The discrete Fourier transform spectrum analyses a string of samples by searching separately for each discrete target frequency. It does this by multiplying the input waveform by a sine wave, known as the basis function, having the target frequency and adding up or integrating the products. Figure 3.58a shows that multiplying by basis functions gives a nonzero integral when the input frequency is the same, whereas Figure 3.58b shows that with a different input frequency (in fact all other different frequencies) the integral is zero, showing that no component of the target frequency exists. Thus from a real waveform containing many frequencies all frequencies except the target frequency are excluded. The magnitude of the integral is proportional to the amplitude of the target component.

FIGURE 3.57

The origin of sine and cosine waves is to take a particular viewpoint of a rotation. Any phase can be synthesized by adding proportions of sine and cosine waves.

* **Source material**:
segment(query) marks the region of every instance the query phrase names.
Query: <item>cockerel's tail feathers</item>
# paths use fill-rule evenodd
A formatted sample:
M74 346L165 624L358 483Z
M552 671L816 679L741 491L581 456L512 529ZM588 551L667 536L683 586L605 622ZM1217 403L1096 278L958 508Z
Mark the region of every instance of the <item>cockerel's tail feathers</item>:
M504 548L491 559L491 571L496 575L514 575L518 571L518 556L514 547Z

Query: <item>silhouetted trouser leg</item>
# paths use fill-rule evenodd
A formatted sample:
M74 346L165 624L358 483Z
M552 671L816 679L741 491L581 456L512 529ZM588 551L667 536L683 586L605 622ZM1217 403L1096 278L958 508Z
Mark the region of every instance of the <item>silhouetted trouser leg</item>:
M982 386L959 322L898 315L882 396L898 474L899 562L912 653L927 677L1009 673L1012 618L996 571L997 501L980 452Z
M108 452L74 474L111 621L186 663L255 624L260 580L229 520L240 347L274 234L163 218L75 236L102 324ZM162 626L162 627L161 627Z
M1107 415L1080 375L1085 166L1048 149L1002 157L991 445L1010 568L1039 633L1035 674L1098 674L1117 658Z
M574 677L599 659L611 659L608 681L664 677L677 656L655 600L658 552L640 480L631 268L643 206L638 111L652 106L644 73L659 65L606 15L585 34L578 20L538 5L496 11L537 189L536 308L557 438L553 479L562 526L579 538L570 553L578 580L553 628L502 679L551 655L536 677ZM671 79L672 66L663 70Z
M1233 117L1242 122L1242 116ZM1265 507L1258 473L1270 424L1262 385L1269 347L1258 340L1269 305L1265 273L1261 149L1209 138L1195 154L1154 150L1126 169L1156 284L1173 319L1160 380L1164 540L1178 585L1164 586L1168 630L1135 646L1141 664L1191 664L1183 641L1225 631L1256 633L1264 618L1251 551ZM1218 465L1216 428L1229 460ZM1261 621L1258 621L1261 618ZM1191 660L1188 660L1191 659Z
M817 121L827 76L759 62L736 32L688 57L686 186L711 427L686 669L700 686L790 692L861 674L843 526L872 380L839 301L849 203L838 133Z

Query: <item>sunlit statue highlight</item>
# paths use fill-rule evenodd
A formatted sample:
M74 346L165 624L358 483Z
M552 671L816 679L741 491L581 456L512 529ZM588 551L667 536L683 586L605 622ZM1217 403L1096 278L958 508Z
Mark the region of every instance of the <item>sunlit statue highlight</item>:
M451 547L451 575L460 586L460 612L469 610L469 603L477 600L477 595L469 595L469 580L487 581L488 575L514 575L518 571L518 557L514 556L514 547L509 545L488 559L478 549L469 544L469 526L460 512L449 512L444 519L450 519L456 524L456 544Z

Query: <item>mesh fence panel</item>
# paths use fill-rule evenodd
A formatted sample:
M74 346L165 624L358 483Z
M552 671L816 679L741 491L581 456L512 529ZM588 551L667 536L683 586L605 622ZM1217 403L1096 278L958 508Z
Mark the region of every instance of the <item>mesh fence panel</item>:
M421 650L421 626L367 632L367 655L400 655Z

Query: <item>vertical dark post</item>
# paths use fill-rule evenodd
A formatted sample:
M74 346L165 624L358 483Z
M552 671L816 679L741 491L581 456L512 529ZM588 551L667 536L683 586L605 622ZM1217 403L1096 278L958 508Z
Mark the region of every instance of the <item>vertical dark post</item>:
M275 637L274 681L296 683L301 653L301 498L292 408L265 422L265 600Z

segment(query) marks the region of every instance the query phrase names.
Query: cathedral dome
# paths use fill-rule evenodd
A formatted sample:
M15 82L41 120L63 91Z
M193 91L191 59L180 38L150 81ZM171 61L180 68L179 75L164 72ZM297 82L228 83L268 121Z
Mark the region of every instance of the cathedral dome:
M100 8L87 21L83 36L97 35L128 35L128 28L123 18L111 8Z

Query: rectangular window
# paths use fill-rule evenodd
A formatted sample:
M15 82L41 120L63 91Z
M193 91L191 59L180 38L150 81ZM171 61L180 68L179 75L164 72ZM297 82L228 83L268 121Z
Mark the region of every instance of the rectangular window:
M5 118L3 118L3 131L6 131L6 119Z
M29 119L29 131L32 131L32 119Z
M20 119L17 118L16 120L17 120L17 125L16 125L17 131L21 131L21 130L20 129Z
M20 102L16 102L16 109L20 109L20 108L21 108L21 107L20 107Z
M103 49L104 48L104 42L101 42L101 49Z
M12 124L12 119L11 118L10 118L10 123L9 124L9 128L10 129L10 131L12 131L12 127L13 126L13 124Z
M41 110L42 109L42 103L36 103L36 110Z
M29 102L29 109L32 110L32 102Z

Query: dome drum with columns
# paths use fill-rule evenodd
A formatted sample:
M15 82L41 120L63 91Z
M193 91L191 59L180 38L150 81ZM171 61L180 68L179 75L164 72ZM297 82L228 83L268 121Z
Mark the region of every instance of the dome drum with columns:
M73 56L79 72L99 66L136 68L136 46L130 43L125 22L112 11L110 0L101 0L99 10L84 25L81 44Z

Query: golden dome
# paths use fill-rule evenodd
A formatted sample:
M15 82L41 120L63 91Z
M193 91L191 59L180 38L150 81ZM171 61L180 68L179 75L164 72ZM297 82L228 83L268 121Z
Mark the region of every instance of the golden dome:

* **To do**:
1) In the passage on the discrete Fourier transform, what is the sine wave that the input waveform is multiplied by called?
2) Starting at the first line of the rows above and ending at the line that contains "M817 121L827 76L759", render those lines as a numbered list and leave out blank lines.

* **Solutions to the tasks**:
1) The basis function.

2)
1. segment(query) marks the region of every instance the query phrase names.
2. Query: <item>cockerel's tail feathers</item>
3. # paths use fill-rule evenodd
4. A formatted sample:
5. M74 346L165 624L358 483Z
6. M552 671L816 679L741 491L581 456L512 529ZM588 551L667 536L683 586L605 622ZM1217 403L1096 278L958 508Z
7. Mark the region of every instance of the <item>cockerel's tail feathers</item>:
8. M504 548L491 559L491 571L496 575L514 575L518 571L518 556L514 547Z
9. Query: <item>silhouetted trouser leg</item>
10. # paths use fill-rule evenodd
11. A formatted sample:
12. M74 346L165 624L358 483Z
13. M552 671L816 679L741 491L581 456L512 529ZM588 551L667 536L683 586L605 622ZM1217 403L1096 278L958 508Z
14. Mark the region of every instance of the <item>silhouetted trouser leg</item>:
15. M982 386L959 322L898 315L882 396L898 474L899 562L912 653L927 677L1009 673L1012 618L996 571L997 501L980 452Z
16. M108 452L74 474L111 621L186 663L255 624L260 580L229 520L240 347L274 234L163 218L75 236L102 324ZM162 626L162 627L161 627Z
17. M1107 415L1080 375L1085 166L1048 149L1002 157L991 445L1010 568L1039 633L1035 674L1098 674L1117 658Z
18. M574 677L599 659L611 659L608 681L664 677L677 656L655 600L658 552L640 480L631 268L643 206L638 111L652 106L644 73L659 65L606 15L585 34L578 20L538 5L496 11L537 189L536 308L557 438L553 479L562 526L579 538L570 553L578 580L553 628L502 679L551 655L536 677ZM671 79L672 66L663 70Z
19. M1233 117L1242 122L1242 116ZM1265 507L1258 473L1270 424L1262 385L1269 347L1258 340L1269 305L1265 273L1261 149L1209 138L1195 154L1154 150L1126 169L1156 284L1173 319L1160 380L1164 540L1178 585L1164 586L1168 630L1135 646L1141 664L1191 664L1183 641L1225 631L1256 633L1264 618L1251 551ZM1218 465L1216 428L1229 460ZM1261 621L1258 621L1261 618ZM1191 660L1188 660L1191 659Z
20. M817 121L827 76L759 62L736 32L688 57L686 186L711 427L686 669L700 686L790 692L861 674L843 526L872 380L839 301L849 203L838 133Z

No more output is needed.